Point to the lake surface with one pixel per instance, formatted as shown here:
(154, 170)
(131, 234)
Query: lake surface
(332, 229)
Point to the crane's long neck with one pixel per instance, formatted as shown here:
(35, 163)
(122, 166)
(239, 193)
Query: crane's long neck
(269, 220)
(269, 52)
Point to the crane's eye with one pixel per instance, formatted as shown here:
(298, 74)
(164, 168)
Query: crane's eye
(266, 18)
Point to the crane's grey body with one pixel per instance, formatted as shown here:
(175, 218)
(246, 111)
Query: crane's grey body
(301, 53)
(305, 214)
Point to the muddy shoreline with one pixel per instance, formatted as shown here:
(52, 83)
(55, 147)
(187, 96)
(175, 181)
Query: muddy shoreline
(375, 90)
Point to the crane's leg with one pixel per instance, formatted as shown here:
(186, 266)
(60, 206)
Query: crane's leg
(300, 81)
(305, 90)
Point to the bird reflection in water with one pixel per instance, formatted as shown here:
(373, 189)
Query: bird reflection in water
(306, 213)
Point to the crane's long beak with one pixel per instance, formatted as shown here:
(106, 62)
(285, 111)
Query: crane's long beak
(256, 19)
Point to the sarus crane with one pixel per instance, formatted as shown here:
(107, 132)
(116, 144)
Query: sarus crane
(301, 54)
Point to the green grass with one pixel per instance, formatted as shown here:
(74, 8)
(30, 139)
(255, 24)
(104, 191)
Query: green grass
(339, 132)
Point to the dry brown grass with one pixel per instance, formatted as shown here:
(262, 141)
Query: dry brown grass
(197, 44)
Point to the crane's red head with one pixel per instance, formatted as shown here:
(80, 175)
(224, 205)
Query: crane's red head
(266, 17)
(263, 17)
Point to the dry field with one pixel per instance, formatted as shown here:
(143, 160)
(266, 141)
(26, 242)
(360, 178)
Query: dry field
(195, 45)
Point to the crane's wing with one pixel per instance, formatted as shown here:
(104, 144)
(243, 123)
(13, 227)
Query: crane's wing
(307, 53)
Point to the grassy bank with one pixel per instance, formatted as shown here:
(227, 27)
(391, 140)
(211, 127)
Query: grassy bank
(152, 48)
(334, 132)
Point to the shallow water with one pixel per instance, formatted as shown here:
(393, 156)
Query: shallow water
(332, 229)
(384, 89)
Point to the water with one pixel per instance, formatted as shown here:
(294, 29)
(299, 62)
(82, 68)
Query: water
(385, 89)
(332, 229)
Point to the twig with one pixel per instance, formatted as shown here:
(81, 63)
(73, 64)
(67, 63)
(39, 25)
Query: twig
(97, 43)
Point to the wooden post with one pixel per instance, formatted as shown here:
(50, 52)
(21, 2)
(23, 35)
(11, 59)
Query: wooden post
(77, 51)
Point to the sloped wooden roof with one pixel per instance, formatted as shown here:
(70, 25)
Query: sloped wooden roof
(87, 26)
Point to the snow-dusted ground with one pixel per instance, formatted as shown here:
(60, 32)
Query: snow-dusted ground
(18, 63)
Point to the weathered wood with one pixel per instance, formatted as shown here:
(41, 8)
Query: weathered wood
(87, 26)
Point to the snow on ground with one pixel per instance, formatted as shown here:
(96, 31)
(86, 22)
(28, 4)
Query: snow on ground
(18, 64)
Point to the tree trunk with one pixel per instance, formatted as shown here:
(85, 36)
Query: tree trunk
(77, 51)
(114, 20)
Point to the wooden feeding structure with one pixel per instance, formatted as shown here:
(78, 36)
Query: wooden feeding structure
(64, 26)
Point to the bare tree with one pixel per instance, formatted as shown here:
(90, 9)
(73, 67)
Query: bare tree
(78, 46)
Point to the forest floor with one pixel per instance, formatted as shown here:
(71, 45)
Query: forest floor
------------------------------
• [ACTIVITY] Show all lines in the preceding material that have "forest" in them.

• [ANSWER BOX]
Point to the forest floor with one pixel per instance, formatted as shown here:
Query: forest floor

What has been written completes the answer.